- **Text passage**:
- Sire: Bob Miles
- Grandsire: Pat Malloy
- Dam: Espanita
- Damsire: Alarm
- Sex: Stallion
- Foaled: 1896
- Country: United States
- Colour: Bay
- Breeder: George James Long
- Owner: 1) George James Long 2) Alfred H. & Dave H. Morris 3) Frank Morel
- Trainer: Robert J. Walden
- Record: 21: 4-5-4
- Earnings: $9,740

Major wins
- Prospect Handicap (1898) American Classics wins: Kentucky Derby (1899)

= Manuel (American horse) =

American-bred Thoroughbred racehorse

Manuel (1896–1900) was an American Thoroughbred racehorse.

==Background==
He was foaled in Kentucky and was a bay colt sired by Bob Miles out of the mare Espanita (by Alarm). He is related through his grandsire to 1907 Derby winner Pink Star. Manuel was bred by George James Long at his Louisville stud farm, Bashford Manor Stable.

==Racing career==
Long retained ownership of Manuel throughout his two-year-old season, finally selling him in October 1898 to the Morris brothers for $15,000.^{[3]} He won the 1899 Kentucky Derby in what was deemed a very uneventful race. A few days after the Derby at Churchill Downs, Manuel injured his leg by stepping in a hole in the track which prompted his withdraw from racing for the rest of the season.

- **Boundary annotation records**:
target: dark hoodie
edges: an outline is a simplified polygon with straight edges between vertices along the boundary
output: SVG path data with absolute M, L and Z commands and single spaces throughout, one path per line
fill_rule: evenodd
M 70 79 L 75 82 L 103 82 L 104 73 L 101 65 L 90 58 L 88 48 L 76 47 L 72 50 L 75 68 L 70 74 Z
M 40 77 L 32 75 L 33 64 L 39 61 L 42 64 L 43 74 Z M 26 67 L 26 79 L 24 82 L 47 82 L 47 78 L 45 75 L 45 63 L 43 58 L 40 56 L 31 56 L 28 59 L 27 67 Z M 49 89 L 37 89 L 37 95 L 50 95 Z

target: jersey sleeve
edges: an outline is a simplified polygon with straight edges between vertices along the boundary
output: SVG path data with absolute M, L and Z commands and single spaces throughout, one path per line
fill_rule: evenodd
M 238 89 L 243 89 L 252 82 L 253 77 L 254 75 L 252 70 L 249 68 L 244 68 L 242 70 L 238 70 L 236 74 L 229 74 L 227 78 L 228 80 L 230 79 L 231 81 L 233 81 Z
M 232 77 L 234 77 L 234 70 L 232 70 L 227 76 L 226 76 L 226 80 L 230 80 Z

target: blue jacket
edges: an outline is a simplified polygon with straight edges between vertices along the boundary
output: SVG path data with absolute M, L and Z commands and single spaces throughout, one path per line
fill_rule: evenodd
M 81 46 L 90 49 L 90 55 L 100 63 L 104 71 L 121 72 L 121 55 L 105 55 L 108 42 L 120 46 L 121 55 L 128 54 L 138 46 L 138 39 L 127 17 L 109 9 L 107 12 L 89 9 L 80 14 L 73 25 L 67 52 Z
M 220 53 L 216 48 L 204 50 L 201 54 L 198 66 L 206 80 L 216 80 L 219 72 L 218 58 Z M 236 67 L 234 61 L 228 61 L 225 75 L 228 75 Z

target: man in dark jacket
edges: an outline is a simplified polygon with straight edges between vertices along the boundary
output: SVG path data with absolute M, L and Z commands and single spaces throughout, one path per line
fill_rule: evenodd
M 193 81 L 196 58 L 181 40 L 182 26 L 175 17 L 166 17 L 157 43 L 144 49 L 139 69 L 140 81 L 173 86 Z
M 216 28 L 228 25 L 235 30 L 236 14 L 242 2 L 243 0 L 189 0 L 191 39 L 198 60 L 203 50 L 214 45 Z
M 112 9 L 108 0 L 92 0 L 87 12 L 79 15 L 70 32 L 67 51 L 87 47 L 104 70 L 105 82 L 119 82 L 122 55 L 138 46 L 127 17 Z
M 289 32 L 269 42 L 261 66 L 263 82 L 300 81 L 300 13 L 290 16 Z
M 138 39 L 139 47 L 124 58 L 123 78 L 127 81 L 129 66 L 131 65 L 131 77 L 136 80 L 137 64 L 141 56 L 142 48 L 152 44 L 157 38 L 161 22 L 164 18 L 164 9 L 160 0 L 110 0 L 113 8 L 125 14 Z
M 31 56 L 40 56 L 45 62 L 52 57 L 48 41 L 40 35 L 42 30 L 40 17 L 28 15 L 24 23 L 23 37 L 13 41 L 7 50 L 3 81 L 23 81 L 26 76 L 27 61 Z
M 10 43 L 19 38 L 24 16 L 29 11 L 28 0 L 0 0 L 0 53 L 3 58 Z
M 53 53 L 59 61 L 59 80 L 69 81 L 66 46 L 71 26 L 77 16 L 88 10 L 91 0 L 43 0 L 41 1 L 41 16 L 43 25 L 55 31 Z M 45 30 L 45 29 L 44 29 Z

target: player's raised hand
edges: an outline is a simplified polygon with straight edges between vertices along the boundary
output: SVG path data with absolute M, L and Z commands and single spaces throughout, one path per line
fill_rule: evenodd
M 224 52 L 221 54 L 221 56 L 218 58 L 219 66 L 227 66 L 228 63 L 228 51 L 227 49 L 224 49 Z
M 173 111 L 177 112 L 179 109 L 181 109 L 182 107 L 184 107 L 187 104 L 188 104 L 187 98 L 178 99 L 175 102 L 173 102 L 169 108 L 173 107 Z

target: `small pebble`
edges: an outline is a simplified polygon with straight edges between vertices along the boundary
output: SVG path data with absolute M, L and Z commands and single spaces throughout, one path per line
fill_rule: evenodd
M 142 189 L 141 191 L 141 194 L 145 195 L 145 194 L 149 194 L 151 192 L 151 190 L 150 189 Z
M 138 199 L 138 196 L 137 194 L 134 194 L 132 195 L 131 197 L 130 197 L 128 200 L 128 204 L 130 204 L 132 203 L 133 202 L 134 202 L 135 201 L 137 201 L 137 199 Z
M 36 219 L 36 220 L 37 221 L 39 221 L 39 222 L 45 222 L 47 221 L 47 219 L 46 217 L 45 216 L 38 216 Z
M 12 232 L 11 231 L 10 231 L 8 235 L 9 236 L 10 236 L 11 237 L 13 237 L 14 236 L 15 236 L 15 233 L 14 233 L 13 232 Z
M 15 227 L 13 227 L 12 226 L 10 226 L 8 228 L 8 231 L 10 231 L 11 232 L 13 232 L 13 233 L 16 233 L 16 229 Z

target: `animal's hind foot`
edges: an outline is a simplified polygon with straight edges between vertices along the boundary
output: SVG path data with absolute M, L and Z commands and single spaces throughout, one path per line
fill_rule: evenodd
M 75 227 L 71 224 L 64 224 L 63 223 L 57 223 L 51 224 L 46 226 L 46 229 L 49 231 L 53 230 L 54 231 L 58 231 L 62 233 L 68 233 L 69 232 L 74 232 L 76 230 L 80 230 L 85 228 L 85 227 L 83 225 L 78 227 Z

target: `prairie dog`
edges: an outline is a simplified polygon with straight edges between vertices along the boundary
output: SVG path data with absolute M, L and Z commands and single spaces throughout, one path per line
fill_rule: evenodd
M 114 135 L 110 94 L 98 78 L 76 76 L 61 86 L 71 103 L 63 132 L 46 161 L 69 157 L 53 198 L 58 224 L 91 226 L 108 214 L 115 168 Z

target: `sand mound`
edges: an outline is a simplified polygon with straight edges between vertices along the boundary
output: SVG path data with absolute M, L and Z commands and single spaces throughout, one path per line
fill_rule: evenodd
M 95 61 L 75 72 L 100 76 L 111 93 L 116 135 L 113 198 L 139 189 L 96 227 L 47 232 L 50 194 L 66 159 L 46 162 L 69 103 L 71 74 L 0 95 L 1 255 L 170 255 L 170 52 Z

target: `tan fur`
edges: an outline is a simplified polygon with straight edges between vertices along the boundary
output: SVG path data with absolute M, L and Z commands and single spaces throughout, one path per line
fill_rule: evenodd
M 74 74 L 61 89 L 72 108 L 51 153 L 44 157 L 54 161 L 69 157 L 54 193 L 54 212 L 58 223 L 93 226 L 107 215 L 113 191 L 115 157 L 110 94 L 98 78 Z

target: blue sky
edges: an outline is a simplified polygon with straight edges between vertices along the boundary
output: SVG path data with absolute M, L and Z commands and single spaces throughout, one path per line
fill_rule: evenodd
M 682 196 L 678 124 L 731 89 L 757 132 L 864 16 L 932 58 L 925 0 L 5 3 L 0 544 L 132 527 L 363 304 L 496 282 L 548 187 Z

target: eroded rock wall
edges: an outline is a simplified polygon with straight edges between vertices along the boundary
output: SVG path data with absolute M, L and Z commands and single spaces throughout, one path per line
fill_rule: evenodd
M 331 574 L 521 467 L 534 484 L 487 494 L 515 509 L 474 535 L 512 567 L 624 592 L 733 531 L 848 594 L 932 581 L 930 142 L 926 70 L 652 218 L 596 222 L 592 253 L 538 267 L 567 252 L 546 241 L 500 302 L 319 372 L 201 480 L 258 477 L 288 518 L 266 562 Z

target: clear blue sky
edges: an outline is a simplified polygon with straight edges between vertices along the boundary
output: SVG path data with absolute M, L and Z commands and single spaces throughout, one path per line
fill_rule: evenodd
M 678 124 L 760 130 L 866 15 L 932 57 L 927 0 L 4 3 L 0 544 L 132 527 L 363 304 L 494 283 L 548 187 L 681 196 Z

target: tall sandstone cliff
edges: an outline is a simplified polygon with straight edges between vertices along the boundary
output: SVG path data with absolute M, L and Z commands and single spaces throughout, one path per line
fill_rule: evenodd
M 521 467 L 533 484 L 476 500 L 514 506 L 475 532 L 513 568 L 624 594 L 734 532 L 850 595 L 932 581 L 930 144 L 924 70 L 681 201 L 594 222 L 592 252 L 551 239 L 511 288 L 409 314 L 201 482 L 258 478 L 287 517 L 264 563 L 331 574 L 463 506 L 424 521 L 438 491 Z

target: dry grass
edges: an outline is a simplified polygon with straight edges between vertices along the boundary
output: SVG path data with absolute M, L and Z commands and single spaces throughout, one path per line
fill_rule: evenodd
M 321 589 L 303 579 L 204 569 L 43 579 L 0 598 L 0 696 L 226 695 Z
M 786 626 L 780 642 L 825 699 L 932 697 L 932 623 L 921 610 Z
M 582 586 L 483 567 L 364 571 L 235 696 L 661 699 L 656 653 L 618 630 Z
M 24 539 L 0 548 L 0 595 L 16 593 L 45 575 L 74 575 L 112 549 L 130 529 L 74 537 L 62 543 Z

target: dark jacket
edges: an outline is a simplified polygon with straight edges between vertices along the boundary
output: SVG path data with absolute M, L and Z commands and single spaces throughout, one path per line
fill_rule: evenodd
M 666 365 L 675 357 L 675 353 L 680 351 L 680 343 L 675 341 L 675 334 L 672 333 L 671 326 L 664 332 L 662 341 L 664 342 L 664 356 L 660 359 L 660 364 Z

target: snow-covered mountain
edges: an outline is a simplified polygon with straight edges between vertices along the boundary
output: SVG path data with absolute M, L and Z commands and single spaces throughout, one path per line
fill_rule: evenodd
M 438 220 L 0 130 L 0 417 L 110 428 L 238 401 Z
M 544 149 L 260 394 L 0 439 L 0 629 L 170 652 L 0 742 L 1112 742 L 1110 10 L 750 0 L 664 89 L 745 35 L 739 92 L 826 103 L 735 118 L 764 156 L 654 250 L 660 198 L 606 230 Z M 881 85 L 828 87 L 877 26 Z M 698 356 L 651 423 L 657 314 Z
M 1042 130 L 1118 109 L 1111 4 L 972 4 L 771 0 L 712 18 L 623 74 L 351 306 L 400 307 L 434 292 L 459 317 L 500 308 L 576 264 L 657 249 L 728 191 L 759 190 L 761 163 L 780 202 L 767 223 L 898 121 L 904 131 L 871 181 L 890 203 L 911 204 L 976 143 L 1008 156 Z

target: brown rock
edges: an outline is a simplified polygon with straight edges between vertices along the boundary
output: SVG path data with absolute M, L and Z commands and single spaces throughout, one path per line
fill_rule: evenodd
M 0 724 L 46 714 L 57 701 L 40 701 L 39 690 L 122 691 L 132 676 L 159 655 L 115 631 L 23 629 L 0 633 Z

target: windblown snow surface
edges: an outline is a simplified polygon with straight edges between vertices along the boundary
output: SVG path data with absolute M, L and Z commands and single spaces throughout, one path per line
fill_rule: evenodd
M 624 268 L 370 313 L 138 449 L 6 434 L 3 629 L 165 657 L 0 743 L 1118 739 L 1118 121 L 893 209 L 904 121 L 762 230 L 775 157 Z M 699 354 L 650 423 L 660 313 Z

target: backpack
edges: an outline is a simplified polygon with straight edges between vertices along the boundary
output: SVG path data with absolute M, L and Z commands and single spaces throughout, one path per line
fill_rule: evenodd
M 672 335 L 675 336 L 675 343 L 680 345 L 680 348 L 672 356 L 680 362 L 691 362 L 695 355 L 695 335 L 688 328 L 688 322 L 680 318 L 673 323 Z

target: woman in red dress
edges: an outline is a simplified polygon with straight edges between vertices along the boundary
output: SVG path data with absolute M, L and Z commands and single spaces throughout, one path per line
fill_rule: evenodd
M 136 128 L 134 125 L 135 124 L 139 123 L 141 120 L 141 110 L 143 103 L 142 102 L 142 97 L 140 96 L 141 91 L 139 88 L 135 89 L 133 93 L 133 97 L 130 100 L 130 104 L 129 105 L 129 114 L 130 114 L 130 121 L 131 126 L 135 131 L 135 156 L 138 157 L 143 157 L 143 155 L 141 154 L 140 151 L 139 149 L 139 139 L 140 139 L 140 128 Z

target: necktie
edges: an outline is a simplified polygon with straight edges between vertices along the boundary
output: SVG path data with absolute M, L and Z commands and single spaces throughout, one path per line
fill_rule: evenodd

- **Short problem**: Name every horse other than Manuel that appears in the text about Manuel. Base each answer solely on the text about Manuel.

- **Result for this task**: Bob Miles, Pat Malloy, Espanita, Alarm, Pink Star